# Supplied text:

■ ■ ■ ■

If you live near an area that has coyotes nearby, chances are you will come across one eventually. While they appear to be very similar to dogs, they are still a wild animal and should be treated as such. Coyotes are very adaptable to their environments and are rather smart animals. Typically, coyotes are afraid of people and leave residences alone. However, if you have pets or farm animals, you may be visited by coyotes. It is essential to help coyotes remain in the wild and discourage them from coming on your property. Let’s learn more about Coyotes and how we can keep our homes and pets safe from these wild animals.
Facts about coyotes
According to coyotesmarts.org, here are some basic facts about coyotes.
- Coyotes weigh 30-50 pounds and can get to 3-5 feet in length from nose to tail. They can run as fast as 40 miles per hour, Yikes! Coyotes can also climb and jump fences up to 6 feet tall!
- Breeding season is December-March, and the coyote pups are born early spring. Coyotes will be more active and braver during this season as they are looking for their mates and collecting food. The average lifespan of a coyote is 6-8 years.
- When coyotes live near humans, coyotes are more active at night, so they are not seen. They also can be active at sunset and early morning.
- Coyotes usually eat insects, rodents, amphibians and snakes, and small game such as squirrels, birds, and rabbits. However, as we have expanded our living boundaries, coyotes have learned to scavenge our properties. They will search around our homes and neighborhoods for food, garbage, and hunt small animals such as cats, and even smaller livestock such as chickens. It is not uncommon for coyotes to live in cities as they can usually adapt and find many food sources.
- Coyotes usually hunt alone or in pairs, unless the prey is a deer or a larger animal. When they are going after larger animals, they may pursue in a pack.

■ ■ ■ ■

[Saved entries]
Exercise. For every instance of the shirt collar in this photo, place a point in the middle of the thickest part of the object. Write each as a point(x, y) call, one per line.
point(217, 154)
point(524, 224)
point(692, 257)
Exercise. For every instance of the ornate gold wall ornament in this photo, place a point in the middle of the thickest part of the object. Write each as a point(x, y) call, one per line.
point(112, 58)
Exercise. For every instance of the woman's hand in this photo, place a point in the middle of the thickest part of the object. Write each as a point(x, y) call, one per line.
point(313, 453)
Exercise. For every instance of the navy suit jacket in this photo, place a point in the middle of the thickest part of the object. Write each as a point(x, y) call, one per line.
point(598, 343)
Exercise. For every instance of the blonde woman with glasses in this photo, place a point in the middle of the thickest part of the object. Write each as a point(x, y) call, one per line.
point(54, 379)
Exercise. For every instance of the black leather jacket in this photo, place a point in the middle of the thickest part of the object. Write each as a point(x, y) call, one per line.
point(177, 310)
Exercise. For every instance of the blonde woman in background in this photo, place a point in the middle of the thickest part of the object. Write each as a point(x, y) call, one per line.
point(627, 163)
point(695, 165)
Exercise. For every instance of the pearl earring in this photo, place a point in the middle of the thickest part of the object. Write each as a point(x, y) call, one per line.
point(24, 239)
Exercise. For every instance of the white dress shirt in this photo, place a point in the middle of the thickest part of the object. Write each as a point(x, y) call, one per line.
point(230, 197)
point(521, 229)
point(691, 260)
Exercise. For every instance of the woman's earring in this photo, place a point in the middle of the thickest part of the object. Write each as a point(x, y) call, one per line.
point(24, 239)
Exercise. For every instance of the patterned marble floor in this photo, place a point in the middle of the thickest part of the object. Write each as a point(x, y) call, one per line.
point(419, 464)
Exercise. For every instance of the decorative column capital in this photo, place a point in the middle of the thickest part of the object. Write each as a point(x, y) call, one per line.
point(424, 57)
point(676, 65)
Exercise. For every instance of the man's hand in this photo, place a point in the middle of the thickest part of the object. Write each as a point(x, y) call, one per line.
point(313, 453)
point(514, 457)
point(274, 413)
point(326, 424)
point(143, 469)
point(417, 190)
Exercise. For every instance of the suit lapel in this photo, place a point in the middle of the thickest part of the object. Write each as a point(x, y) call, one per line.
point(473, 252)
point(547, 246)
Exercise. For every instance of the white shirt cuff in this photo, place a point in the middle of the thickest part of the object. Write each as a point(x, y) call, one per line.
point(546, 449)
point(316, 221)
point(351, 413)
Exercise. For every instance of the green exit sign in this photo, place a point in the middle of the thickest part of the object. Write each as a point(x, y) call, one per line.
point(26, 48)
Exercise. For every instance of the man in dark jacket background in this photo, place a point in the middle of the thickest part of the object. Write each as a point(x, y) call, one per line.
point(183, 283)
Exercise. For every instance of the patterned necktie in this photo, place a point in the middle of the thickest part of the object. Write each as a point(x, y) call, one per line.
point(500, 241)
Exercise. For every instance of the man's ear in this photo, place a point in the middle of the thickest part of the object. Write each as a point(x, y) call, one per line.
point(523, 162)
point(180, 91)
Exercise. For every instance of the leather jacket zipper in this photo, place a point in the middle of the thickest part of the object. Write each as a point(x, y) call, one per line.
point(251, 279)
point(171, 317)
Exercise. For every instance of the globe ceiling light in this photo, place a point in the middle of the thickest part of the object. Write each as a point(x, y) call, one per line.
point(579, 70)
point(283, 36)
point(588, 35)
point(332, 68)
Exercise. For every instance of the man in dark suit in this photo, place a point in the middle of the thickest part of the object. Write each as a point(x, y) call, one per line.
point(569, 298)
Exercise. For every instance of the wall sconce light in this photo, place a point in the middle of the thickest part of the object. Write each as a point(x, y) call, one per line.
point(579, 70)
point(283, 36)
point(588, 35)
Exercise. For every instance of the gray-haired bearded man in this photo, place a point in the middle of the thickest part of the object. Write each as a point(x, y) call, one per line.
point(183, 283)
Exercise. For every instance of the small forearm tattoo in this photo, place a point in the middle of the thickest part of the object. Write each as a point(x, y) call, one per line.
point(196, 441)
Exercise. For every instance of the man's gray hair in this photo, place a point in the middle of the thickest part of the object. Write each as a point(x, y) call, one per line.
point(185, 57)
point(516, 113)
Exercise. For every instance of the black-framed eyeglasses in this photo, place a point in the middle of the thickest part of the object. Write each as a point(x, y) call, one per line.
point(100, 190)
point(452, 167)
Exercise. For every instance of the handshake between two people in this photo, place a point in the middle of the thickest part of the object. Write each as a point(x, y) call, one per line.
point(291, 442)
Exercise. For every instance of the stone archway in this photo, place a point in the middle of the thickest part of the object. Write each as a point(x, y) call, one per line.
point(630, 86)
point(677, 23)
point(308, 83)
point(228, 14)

■ ■ ■ ■

# Required work:
1. According to the coyote article, how fast can coyotes run?
2. Rename "farm animals" as "livestock" and rewrite the coyote article, starting with "If you live" and going on through "these wild animals.".
The saved entries listing isn't needed for any of this work.

# Responses by item number:
1. As fast as 40 miles per hour.

2.
If you live near an area that has coyotes nearby, chances are you will come across one eventually. While they appear to be very similar to dogs, they are still a wild animal and should be treated as such. Coyotes are very adaptable to their environments and are rather smart animals. Typically, coyotes are afraid of people and leave residences alone. However, if you have pets or livestock, you may be visited by coyotes. It is essential to help coyotes remain in the wild and discourage them from coming on your property. Let’s learn more about Coyotes and how we can keep our homes and pets safe from these wild animals.